EXTRACT PROVIDED Block Start
At about 1330 we decide to locate the bike shop. Indeed it is about 500down the road, just where M’sieur said it would be. Is it closed for lunch? Of course it is, as we expected. Will it open later? The Sign says ‘Horaires” Mercredi (today) Closed. Thats it, mid week closing.
Cycle on to Alencon and hope there is a shop open. It is glorious cycling country, just a few hills and undulations. The rear brake makes odd noises due to wobbliness of wheel. I am aware of the weight pressing down on it and that, in my mind, it could collapse the wheel at any time. We enter another village called St Pierre de Nids, and there on the main street is a shop that sells fishing tackle, lawnmowers and chainsaws. There are also a couple of bikes parked outside. So, we stop we pop in. Madame behind the counter shouts to the chap in the workshop out back, along the lines of “Oi, Bill, we have a couple of english idiots who need a bike fixed, come and have a look will’ ee?” Bill appears, blue oil spattered overalls, dirty blue cap, white beard and a head full of knowledge. The answer is “yes we can”.
EXTRACT PROVIDED Block End
AVAILABLE DATA Block Start
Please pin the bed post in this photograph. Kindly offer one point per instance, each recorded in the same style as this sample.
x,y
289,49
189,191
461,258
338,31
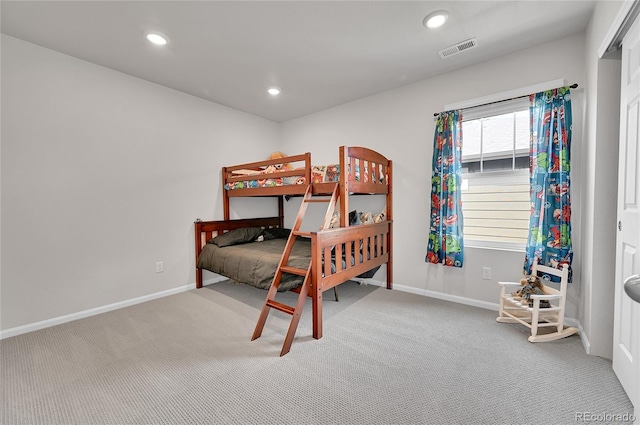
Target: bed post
x,y
225,194
344,189
197,226
390,218
281,210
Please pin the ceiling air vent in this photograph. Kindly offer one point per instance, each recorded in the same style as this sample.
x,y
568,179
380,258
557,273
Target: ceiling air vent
x,y
454,50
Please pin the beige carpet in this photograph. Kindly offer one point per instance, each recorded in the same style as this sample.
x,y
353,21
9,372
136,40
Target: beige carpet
x,y
386,357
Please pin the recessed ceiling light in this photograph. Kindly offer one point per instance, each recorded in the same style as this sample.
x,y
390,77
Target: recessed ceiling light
x,y
157,38
435,19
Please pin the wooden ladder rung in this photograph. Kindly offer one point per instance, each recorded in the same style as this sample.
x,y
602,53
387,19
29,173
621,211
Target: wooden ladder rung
x,y
281,307
293,270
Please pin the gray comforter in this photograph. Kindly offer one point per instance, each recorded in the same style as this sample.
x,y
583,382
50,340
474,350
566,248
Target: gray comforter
x,y
255,263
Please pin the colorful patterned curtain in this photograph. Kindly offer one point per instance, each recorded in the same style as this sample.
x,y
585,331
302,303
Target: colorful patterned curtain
x,y
445,235
549,239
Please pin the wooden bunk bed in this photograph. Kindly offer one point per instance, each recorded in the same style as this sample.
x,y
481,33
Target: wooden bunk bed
x,y
361,171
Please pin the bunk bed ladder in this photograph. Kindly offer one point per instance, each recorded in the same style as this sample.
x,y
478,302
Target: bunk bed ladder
x,y
270,301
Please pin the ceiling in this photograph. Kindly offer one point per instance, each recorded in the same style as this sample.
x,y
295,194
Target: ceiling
x,y
319,53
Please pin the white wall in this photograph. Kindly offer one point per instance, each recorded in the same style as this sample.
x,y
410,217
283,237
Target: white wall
x,y
599,187
103,175
399,123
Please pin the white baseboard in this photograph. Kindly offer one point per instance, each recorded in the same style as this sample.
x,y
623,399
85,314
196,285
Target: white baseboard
x,y
19,330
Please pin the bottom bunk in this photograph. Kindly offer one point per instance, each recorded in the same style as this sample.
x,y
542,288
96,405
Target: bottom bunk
x,y
252,248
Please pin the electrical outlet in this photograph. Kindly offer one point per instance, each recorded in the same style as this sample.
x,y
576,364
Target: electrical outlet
x,y
486,273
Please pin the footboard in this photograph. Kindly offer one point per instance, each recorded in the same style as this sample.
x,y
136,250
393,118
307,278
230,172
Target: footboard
x,y
356,249
206,230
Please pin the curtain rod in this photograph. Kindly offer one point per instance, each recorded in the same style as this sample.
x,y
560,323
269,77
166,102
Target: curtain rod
x,y
573,86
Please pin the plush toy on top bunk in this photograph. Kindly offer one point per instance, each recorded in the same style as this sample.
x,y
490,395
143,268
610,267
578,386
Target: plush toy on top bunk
x,y
282,167
531,285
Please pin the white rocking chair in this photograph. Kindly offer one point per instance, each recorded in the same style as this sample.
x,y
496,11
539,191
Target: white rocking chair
x,y
514,310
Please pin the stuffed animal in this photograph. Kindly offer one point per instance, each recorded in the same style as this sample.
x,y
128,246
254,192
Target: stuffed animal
x,y
531,285
281,167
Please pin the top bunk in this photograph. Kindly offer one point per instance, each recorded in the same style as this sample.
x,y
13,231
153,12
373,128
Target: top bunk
x,y
367,172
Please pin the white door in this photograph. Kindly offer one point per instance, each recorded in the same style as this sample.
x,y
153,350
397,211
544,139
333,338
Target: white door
x,y
626,338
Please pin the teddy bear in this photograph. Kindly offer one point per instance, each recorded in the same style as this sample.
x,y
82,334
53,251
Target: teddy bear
x,y
281,167
531,285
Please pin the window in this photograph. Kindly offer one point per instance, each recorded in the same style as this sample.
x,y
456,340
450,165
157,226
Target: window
x,y
495,165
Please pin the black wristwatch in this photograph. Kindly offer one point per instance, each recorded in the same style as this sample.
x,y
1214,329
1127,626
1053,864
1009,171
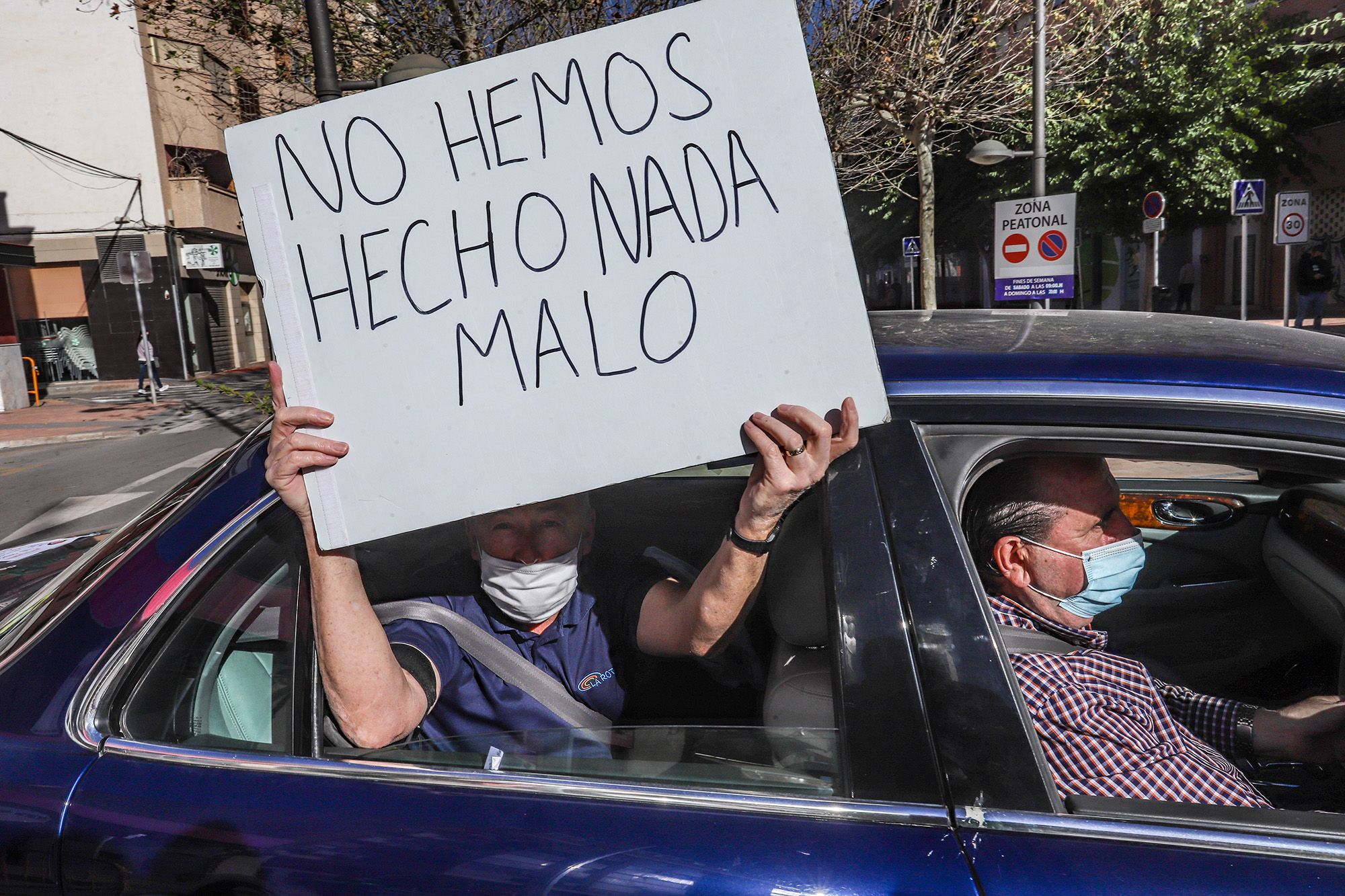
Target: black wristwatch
x,y
750,545
1243,729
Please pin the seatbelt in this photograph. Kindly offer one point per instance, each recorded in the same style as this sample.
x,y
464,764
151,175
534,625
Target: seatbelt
x,y
502,661
1026,641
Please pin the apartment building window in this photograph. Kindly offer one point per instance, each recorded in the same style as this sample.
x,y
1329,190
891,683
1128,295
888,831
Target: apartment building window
x,y
249,101
192,57
108,248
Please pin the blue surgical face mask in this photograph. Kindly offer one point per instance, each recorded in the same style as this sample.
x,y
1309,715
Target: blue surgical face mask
x,y
1112,571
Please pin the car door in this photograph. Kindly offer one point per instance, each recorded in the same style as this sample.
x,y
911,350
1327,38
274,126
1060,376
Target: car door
x,y
210,776
1019,834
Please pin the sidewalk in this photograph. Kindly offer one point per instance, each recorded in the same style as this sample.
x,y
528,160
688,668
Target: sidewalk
x,y
1332,325
91,409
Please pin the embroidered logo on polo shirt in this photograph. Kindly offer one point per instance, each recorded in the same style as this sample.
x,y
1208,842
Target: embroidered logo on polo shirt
x,y
594,680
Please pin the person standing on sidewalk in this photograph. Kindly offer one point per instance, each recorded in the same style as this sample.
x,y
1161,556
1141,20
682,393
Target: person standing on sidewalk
x,y
1186,286
1315,279
149,365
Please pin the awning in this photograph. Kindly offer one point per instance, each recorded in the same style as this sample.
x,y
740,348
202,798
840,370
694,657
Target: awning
x,y
17,256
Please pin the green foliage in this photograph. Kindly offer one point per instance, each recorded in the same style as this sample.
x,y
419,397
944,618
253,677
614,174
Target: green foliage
x,y
1198,95
262,403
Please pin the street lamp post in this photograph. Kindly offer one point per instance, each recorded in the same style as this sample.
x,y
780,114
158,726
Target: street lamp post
x,y
328,85
992,153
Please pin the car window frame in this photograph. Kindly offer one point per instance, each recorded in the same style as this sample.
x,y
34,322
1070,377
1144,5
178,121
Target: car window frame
x,y
1113,423
89,724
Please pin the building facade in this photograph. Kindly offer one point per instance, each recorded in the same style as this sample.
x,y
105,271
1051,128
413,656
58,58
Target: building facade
x,y
119,146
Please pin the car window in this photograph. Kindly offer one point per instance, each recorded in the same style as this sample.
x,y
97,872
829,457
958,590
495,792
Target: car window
x,y
1238,598
757,717
221,671
798,760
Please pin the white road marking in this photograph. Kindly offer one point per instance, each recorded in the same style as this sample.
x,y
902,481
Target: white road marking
x,y
73,509
192,462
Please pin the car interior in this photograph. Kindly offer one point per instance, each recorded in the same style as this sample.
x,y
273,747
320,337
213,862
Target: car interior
x,y
759,716
1243,595
1243,591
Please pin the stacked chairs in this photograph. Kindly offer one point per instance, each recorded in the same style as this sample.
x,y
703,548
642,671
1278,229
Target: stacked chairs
x,y
79,350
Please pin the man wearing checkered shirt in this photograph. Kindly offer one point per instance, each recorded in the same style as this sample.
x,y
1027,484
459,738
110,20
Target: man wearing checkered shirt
x,y
1054,549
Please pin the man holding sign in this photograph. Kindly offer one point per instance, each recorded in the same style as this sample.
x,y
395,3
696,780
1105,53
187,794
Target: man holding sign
x,y
384,684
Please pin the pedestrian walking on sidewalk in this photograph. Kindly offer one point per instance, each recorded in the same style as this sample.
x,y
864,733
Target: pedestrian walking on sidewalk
x,y
1186,286
149,365
1315,279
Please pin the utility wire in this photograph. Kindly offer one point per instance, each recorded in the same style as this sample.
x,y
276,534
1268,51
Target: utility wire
x,y
71,163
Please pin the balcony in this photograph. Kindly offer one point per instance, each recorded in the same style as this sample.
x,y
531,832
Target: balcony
x,y
197,204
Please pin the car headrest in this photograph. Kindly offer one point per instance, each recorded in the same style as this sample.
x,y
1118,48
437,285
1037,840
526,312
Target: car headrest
x,y
796,577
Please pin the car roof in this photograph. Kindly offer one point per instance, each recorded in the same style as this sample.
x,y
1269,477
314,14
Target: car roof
x,y
1105,346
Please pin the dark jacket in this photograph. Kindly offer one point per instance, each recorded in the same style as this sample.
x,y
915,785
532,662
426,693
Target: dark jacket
x,y
1315,274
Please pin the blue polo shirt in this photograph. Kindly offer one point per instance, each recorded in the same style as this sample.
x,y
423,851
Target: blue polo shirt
x,y
590,649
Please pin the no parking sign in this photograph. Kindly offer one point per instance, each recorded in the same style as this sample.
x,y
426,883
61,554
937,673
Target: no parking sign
x,y
1035,248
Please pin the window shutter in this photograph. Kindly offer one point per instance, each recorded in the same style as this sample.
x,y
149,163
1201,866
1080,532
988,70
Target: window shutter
x,y
108,248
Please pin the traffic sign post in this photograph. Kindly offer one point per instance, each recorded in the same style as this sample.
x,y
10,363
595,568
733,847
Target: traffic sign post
x,y
1247,198
135,268
1155,205
1292,216
911,251
1035,249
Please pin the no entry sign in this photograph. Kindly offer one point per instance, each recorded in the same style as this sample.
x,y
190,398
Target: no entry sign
x,y
1015,248
1036,257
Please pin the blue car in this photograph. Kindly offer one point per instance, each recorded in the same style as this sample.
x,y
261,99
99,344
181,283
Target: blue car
x,y
163,728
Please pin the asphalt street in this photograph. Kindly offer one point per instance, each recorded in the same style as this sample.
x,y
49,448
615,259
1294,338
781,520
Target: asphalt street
x,y
65,489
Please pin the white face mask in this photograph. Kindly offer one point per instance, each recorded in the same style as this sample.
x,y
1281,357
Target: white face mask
x,y
531,592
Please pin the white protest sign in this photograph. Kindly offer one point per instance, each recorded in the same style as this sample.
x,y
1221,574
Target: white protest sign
x,y
556,270
1035,248
1292,216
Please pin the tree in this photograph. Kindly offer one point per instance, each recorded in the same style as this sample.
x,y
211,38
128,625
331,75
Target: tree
x,y
902,81
1198,93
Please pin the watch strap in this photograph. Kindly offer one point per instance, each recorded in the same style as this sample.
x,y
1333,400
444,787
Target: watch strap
x,y
751,545
1243,717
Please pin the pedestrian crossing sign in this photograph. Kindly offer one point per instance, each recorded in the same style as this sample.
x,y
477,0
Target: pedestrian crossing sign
x,y
1249,198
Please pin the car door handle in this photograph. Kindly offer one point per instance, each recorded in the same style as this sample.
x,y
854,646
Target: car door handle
x,y
1188,513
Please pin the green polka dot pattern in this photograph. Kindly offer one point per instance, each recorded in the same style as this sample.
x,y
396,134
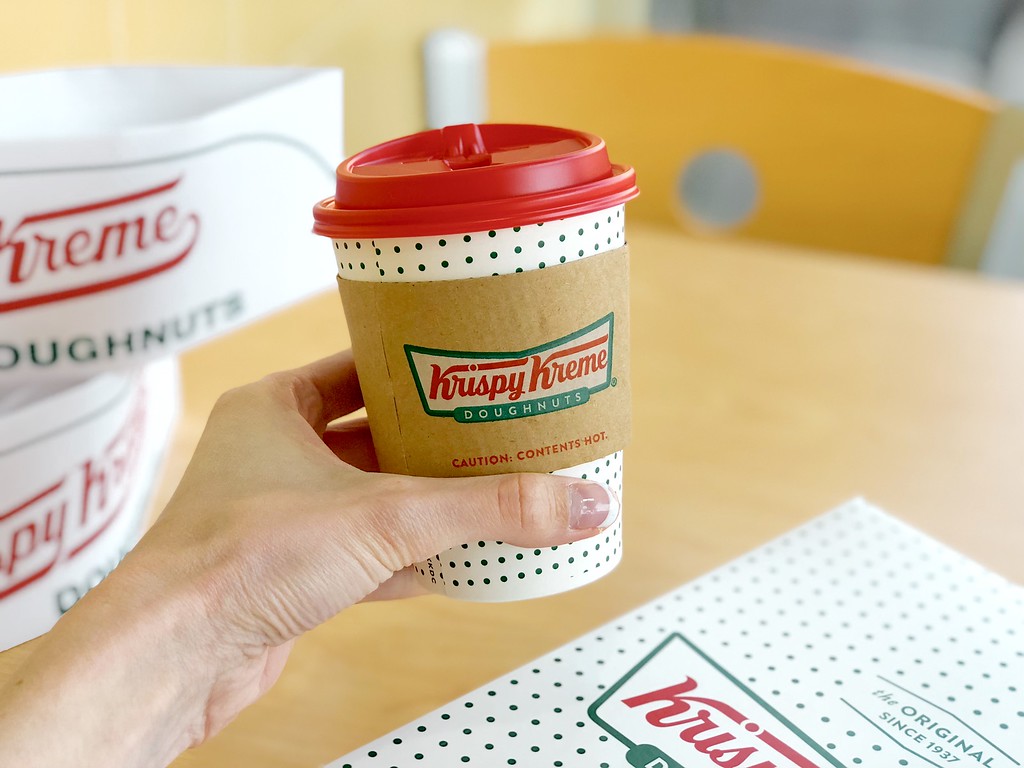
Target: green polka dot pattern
x,y
480,254
494,571
852,641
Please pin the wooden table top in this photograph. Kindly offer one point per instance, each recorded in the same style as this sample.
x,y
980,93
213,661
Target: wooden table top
x,y
769,386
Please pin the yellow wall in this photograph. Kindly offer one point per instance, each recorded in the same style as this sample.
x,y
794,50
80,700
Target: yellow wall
x,y
376,42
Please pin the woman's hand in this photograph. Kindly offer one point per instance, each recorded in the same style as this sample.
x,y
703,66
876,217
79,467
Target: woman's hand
x,y
275,527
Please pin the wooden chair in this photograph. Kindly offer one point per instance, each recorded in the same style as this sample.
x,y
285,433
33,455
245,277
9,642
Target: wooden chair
x,y
832,154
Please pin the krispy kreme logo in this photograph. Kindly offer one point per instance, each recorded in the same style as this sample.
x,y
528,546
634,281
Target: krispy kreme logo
x,y
96,246
678,708
67,517
495,386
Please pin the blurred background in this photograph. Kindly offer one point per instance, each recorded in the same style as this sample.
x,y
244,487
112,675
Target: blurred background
x,y
976,43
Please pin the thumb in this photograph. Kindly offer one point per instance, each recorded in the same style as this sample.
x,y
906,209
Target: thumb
x,y
528,510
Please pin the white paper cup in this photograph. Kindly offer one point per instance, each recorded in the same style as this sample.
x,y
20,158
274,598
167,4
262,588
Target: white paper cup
x,y
478,202
489,571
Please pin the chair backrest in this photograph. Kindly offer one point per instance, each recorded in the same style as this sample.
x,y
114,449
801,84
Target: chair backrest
x,y
820,152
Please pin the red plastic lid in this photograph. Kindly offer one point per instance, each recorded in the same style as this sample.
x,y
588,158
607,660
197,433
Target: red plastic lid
x,y
471,177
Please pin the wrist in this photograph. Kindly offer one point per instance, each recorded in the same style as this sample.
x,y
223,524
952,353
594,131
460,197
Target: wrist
x,y
123,672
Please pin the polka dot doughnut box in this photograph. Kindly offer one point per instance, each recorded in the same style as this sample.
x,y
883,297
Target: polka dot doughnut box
x,y
852,641
494,571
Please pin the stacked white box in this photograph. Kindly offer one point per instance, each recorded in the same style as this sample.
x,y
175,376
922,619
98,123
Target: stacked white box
x,y
142,211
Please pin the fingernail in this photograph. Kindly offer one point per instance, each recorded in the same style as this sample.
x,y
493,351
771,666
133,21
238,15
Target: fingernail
x,y
590,506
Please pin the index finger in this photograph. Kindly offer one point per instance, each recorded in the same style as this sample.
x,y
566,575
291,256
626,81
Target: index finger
x,y
327,389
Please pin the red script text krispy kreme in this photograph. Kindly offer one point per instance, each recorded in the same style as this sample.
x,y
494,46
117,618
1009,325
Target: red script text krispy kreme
x,y
64,519
92,247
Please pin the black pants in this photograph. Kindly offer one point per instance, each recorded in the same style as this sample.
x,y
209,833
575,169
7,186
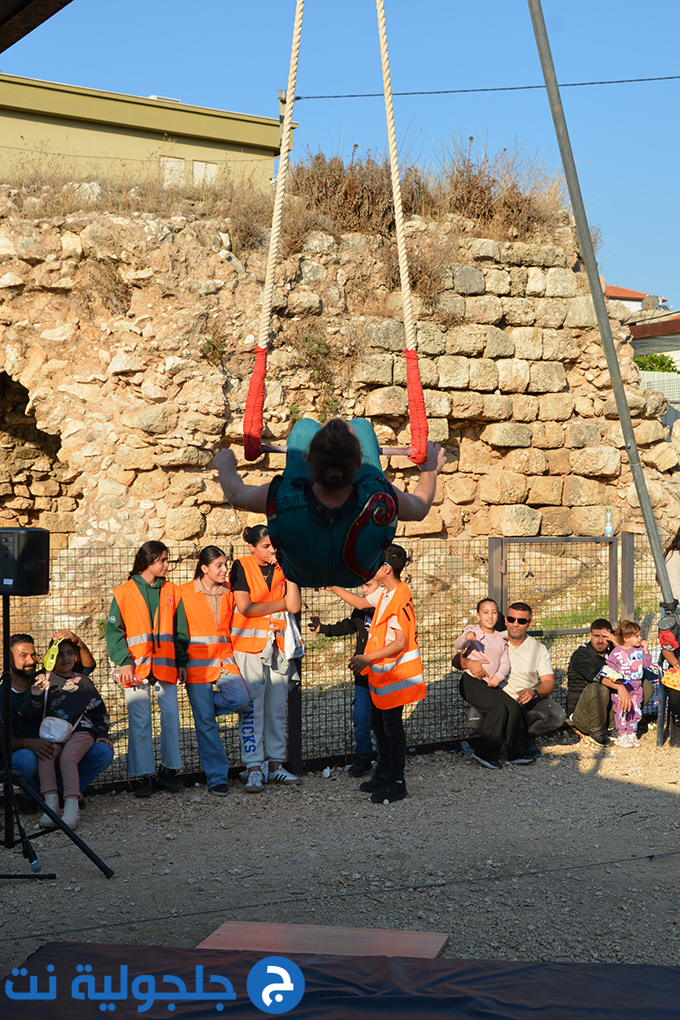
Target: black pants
x,y
387,725
503,718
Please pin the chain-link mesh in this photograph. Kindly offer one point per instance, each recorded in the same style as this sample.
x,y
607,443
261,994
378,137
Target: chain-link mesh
x,y
566,583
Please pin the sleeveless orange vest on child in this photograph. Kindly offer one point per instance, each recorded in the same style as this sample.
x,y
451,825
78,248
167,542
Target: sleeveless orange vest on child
x,y
250,633
397,680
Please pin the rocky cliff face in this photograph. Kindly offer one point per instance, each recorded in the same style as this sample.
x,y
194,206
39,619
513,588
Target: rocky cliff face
x,y
126,351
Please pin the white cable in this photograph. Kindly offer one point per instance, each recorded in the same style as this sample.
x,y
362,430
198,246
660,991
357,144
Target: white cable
x,y
272,257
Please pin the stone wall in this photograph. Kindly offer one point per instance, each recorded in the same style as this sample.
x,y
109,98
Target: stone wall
x,y
133,338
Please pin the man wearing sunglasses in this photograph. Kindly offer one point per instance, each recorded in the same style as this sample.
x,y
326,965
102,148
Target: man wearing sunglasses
x,y
531,680
525,708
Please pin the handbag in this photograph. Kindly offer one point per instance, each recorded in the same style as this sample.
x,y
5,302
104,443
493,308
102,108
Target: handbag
x,y
293,645
671,678
54,728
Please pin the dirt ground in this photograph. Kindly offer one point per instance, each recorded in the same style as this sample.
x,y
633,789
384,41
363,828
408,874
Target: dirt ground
x,y
574,858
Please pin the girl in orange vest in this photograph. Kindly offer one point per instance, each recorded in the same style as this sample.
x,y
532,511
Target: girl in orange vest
x,y
147,636
209,607
262,598
395,669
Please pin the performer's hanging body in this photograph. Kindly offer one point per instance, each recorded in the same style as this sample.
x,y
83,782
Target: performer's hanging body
x,y
332,512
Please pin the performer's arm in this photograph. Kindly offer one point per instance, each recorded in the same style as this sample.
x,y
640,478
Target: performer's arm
x,y
239,495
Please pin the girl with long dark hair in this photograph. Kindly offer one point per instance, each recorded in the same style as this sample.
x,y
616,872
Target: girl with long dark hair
AVAILABLE DATA Block End
▶ **YOUR TASKS**
(a) Set down the cycling account word for word, from "At about 1330" up to and including "mid week closing.".
(b) Can you carry the cycling account forward, picking up right after its last sentence?

▶ **ANSWER LIST**
(a)
At about 1330 we decide to locate the bike shop. Indeed it is about 500down the road, just where M’sieur said it would be. Is it closed for lunch? Of course it is, as we expected. Will it open later? The Sign says ‘Horaires” Mercredi (today) Closed. Thats it, mid week closing.

(b)
We push the bikes out to the back of the shop where ‘Bill’ will fix the spoke. The workshop has been around since engineering was invented, and there are bits everywhere in some semblance of order. He has rack upon rack of little wooden boxes with screws, nails, and jubilee clips. He has tool boards, compressors, workbenches, drums of oil and degreaser. The radio is playing some nasty french pop and Phil Collins. On the wall he has pictures of barely clad young ladies showing their chests, underwear and charm. One picture is dated 1994. They all look to be from that era. Don’t ask me how I know how old the pictures are, I just do. I don’t think this is allowed now in modern workshops. There really ought to be an old 2CV being repaired but sadly no, just bikes, lawnmowers and chainsaws. We watch a master craftsman do his thing, changing the spoke, trueing the wheel. Soon, and 21 euros later, we are ready. This is a bargain. No appointment, straight off the street, a skilled workman.
So. No need for plan B or C, and no panic. Alencon is only 12 miles away and the rest of the ride, as it has been all day, is in sunshine. The hotel is easily found, and it has a sunny balcony. We rig up a makeshift washing line and rinse and hang out the washing.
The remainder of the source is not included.